**Text provided:**
--
With an attempt to roll back protections involving the principle of substantive due process, the court may not protect many fundamental rights from government interference, unless it is specifically enumerated.

This will likely open a wave of legal challenges to those rights.

Rights to contraception, gay marriage, and even interracial marriage will receive attacks as to the constitutionality of their protection from state and local governments who seek to score points with their “base.” And I can’t see this court protecting any of them with their attack upon substantive due process as a guiding principle. The individual is now at the mercy of the state as long as this current court is in session.

Others giddy from their apparent victory, having read the leaked draft, are ready to undo any particular law they don’t like, in the hopes of another sweeping ruling. A prominent pundit even wrote on social media that the Brown v. Board of Education of Topeka, Kansas would be next (Former ‘National Review’ Editor Calls for Supreme Court to Overturn Brown v. Board Next (msn.com)).
--
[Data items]
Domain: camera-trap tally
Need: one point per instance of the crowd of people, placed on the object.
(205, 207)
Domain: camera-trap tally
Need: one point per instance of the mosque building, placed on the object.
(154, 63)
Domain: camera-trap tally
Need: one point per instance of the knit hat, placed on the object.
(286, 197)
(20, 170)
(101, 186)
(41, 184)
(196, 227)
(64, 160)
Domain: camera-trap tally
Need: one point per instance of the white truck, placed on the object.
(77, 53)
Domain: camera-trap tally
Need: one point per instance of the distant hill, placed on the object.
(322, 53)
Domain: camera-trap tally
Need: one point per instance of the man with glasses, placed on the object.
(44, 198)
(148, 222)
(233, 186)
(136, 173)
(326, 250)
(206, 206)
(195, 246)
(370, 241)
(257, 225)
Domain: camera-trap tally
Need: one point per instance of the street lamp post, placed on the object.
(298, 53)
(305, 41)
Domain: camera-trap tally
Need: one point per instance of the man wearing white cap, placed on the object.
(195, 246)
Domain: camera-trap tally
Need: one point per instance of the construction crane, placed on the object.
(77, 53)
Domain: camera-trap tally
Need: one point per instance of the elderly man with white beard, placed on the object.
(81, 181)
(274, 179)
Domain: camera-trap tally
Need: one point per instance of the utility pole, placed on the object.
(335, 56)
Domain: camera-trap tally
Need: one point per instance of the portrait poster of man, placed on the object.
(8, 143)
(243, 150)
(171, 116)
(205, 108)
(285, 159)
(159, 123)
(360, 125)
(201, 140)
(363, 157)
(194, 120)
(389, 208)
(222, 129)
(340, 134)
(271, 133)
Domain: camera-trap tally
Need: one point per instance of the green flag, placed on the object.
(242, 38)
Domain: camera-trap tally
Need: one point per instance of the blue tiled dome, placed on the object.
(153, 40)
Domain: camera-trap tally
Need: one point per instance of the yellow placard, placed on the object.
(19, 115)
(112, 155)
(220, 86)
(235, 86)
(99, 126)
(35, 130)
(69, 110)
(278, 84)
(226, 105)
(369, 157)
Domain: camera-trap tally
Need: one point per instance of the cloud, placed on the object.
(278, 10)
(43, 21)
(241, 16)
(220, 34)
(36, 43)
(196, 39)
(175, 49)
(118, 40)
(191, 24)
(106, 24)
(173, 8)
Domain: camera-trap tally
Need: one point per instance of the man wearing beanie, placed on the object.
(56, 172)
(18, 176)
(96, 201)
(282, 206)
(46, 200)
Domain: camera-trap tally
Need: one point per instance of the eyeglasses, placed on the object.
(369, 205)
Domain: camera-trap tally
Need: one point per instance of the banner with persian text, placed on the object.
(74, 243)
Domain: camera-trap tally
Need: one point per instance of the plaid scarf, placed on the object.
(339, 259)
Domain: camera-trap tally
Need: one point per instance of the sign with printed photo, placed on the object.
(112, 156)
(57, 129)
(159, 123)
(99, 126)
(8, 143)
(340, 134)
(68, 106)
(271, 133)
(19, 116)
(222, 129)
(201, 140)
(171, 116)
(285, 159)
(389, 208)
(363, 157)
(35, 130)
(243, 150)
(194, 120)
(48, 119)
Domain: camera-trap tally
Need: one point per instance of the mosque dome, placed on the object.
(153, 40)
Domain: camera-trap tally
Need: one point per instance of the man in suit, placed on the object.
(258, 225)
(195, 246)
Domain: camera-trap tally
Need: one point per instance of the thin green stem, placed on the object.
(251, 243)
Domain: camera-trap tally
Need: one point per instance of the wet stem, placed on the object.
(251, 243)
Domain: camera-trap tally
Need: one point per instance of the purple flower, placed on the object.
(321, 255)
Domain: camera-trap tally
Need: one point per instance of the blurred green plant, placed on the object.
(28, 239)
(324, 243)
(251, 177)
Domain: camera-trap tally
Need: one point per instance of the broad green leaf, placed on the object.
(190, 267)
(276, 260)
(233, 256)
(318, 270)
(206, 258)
--
**Exercises to complete:**
A - From the text on substantive due process, pull out the passage that begins at the words "This will likely" and stops after the words "Board Next (msn.com)).". Copy it word for word.
B - Pick up the text on substantive due process where it ends and keep writing it.

**Answers to the exercise:**
A -
This will likely open a wave of legal challenges to those rights.

Rights to contraception, gay marriage, and even interracial marriage will receive attacks as to the constitutionality of their protection from state and local governments who seek to score points with their “base.” And I can’t see this court protecting any of them with their attack upon substantive due process as a guiding principle. The individual is now at the mercy of the state as long as this current court is in session.

Others giddy from their apparent victory, having read the leaked draft, are ready to undo any particular law they don’t like, in the hopes of another sweeping ruling. A prominent pundit even wrote on social media that the Brown v. Board of Education of Topeka, Kansas would be next (Former ‘National Review’ Editor Calls for Supreme Court to Overturn Brown v. Board Next (msn.com)).

B -
There are certainly those who pooh-pooh such claims, insisting it’s only abortion that will be ruled upon this way, and that states and courts won’t want challenge such freedoms. Then again, a U.S. Senator in confirmation hearings argued that interracial marriage should be left up to the states, though a number of them had once banned such unions. 

An Arizona Senate candidate is calling for overturning the case allowing contraception. They’re hardly the only types of these politicians, or the only freedoms facing assault. With a greater emphasis on primaries where one might distinguish himself or herself by calling for the most extreme policy, no one’s rights are safe, no matter what super-majorities of Americans support these freedoms.